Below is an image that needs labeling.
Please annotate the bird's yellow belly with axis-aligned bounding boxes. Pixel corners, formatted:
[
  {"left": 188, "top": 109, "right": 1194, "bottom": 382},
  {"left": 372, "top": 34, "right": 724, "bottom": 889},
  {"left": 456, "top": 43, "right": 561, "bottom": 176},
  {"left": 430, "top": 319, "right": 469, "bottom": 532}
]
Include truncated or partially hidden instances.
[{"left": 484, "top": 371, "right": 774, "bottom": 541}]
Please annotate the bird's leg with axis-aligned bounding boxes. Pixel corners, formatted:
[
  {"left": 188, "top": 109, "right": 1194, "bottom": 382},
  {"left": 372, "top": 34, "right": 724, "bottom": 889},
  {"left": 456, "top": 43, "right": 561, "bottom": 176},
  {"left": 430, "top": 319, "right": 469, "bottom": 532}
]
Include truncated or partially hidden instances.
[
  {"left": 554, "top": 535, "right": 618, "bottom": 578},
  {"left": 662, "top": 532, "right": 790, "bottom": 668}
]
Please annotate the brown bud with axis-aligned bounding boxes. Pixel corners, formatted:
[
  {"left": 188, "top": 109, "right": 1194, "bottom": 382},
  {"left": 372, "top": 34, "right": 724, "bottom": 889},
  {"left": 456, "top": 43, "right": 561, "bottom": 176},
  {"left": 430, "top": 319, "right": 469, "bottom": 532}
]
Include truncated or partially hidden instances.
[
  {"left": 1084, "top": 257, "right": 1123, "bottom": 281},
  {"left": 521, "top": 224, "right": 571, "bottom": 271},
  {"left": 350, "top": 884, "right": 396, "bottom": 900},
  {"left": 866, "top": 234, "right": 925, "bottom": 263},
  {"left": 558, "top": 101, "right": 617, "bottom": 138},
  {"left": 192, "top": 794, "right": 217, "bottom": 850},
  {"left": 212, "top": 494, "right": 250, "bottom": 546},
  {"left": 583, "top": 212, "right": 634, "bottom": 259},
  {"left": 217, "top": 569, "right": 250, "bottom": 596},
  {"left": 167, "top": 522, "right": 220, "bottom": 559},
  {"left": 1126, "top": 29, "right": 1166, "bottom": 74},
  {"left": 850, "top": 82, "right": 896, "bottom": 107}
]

* **WORK TO COMPLETE**
Put each line of the rows above into a JSON list of strings, one string per line, with blank lines omitted.

* **SOLUTION TO THIS EXERCISE**
[
  "Below is an image that needs labeling.",
  "Please annotate the bird's yellow belly with axis-aligned bounding boxes. Pixel corners, formatted:",
  "[",
  "  {\"left\": 188, \"top\": 109, \"right\": 1194, \"bottom\": 382},",
  "  {\"left\": 372, \"top\": 34, \"right\": 724, \"bottom\": 889},",
  "  {\"left\": 456, \"top\": 43, \"right\": 561, \"bottom\": 176},",
  "  {\"left\": 430, \"top\": 319, \"right\": 469, \"bottom\": 532}",
  "]",
  "Include truncated or partially hidden instances.",
  "[{\"left\": 484, \"top\": 371, \"right\": 774, \"bottom\": 541}]",
  "Please annotate the bird's leg with axis-aligned bounding boxes. Pixel corners, formatted:",
  "[",
  "  {\"left\": 188, \"top\": 109, \"right\": 1194, \"bottom\": 382},",
  "  {\"left\": 372, \"top\": 34, \"right\": 724, \"bottom\": 889},",
  "  {\"left\": 456, \"top\": 43, \"right\": 561, \"bottom\": 176},",
  "  {\"left\": 430, \"top\": 319, \"right\": 469, \"bottom\": 532}",
  "]",
  "Include truncated or partially hidden instances.",
  "[",
  "  {\"left\": 554, \"top\": 535, \"right\": 618, \"bottom\": 578},",
  "  {\"left\": 662, \"top\": 532, \"right\": 790, \"bottom\": 668}",
  "]",
  "Please annotate the brown bud with axis-aligned bounding boxes. Pixel corners, formatted:",
  "[",
  "  {\"left\": 188, \"top\": 109, \"right\": 1194, \"bottom\": 382},",
  "  {\"left\": 372, \"top\": 34, \"right\": 724, \"bottom\": 889},",
  "  {\"left\": 456, \"top\": 43, \"right\": 561, \"bottom\": 176},",
  "  {\"left\": 430, \"top\": 319, \"right\": 469, \"bottom\": 532}",
  "]",
  "Include truncated or partially hidden instances.",
  "[",
  "  {\"left\": 1084, \"top\": 257, \"right\": 1123, \"bottom\": 281},",
  "  {\"left\": 521, \"top\": 224, \"right\": 571, \"bottom\": 271},",
  "  {\"left\": 350, \"top\": 884, \"right\": 396, \"bottom\": 900},",
  "  {\"left\": 866, \"top\": 234, \"right\": 925, \"bottom\": 263},",
  "  {\"left\": 558, \"top\": 101, \"right\": 617, \"bottom\": 138},",
  "  {\"left\": 192, \"top\": 794, \"right\": 217, \"bottom\": 850},",
  "  {\"left\": 212, \"top\": 494, \"right\": 250, \"bottom\": 546},",
  "  {\"left\": 583, \"top\": 212, \"right\": 634, \"bottom\": 259},",
  "  {\"left\": 217, \"top\": 569, \"right\": 250, \"bottom\": 596},",
  "  {\"left\": 167, \"top\": 522, \"right\": 220, \"bottom\": 559},",
  "  {\"left\": 1126, \"top\": 29, \"right\": 1166, \"bottom\": 74},",
  "  {\"left\": 850, \"top\": 82, \"right\": 896, \"bottom\": 107}",
  "]"
]